(Point localization data)

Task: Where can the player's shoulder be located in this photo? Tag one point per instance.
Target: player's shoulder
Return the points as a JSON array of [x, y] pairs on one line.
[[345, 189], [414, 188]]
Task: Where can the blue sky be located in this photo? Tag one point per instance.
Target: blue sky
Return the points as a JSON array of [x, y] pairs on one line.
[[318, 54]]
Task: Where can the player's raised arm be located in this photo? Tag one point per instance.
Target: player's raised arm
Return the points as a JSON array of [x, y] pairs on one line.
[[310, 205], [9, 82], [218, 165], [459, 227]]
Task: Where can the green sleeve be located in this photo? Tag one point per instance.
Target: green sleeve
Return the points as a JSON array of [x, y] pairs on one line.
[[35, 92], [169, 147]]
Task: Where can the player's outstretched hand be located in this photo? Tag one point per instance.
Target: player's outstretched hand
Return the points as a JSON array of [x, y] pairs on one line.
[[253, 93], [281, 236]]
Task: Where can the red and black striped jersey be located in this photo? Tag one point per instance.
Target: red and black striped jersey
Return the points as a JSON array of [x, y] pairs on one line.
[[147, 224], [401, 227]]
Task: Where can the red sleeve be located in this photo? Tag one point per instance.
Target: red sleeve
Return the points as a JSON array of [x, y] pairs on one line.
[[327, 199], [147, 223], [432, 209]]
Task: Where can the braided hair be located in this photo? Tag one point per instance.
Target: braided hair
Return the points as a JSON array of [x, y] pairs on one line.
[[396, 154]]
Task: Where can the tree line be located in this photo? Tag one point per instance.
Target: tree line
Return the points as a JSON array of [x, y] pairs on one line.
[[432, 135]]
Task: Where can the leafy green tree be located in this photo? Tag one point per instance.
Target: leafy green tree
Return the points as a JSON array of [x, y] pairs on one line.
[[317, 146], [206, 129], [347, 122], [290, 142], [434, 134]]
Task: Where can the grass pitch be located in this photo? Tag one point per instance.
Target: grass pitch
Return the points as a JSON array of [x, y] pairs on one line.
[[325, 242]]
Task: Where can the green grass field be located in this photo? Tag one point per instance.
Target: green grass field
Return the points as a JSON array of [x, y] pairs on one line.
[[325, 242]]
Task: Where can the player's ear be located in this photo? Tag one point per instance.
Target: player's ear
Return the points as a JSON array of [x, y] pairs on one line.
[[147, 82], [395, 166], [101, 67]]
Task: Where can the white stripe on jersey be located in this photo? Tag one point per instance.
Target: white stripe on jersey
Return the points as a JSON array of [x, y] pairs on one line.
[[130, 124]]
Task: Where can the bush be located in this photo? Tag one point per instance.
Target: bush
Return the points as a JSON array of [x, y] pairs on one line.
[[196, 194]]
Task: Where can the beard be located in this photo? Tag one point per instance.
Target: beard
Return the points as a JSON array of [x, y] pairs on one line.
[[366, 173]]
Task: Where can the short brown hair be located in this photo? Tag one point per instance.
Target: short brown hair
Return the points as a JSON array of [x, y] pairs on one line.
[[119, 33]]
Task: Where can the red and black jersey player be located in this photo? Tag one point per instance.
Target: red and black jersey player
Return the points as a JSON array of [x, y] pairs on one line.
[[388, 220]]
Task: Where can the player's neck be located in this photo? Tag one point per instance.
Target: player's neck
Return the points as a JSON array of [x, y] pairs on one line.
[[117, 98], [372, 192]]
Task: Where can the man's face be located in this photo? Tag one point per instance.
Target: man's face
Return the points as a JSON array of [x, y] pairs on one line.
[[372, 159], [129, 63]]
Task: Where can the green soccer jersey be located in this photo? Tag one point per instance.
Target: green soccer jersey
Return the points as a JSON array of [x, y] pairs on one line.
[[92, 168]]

▶ **ASSIGNMENT**
Determine how many lines of the entries contain the string "leafy", and reply with nothing but the number.

▶ **TASK OUTPUT**
2